*Excerpt provided*.
★ ★ ★ ★ ★
Strategies to Protect Dialysis Patients against Bisphenol A

Abstract

Bisphenol A (BPA), also known as 2,2,-bis(4-hydroxyphenyl) propane, is a common component of plastics worldwide. However, it has been shown to act as an endocrine disruptor with some hormonal functions. Furthermore, high levels of BPA have been related to the development of cardiovascular events and the activation of carcinogenesis pathways. Patients with chronic kidney disease (CKD) have higher serum concentrations of BPA due to their impaired renal function. This situation is aggravated in CKD patients requiring dialysis, because the BPA content of dialysis devices (such as, for example, the filters) is added to the lack of excretion. In addition to the development of BPA-free dialysis filters, some techniques can contribute to the reduction of BPA levels in these patients. The aim of this review is to illustrate the impact of BPA on dialysis patients and suggest some strategies to reduce its inherent risks.
★ ★ ★ ★ ★
*Recorded information*.

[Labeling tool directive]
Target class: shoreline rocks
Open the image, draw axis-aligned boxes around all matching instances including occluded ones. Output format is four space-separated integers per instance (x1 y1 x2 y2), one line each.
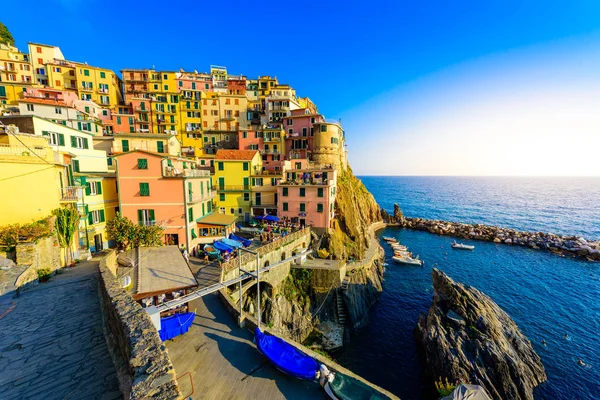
★ ★ ★ ★ ★
Reproduce the review abstract on protecting dialysis patients against bisphenol A in full, word for word, including its title and heading.

*Answer space*.
Strategies to Protect Dialysis Patients against Bisphenol A

Abstract

Bisphenol A (BPA), also known as 2,2,-bis(4-hydroxyphenyl) propane, is a common component of plastics worldwide. However, it has been shown to act as an endocrine disruptor with some hormonal functions. Furthermore, high levels of BPA have been related to the development of cardiovascular events and the activation of carcinogenesis pathways. Patients with chronic kidney disease (CKD) have higher serum concentrations of BPA due to their impaired renal function. This situation is aggravated in CKD patients requiring dialysis, because the BPA content of dialysis devices (such as, for example, the filters) is added to the lack of excretion. In addition to the development of BPA-free dialysis filters, some techniques can contribute to the reduction of BPA levels in these patients. The aim of this review is to illustrate the impact of BPA on dialysis patients and suggest some strategies to reduce its inherent risks.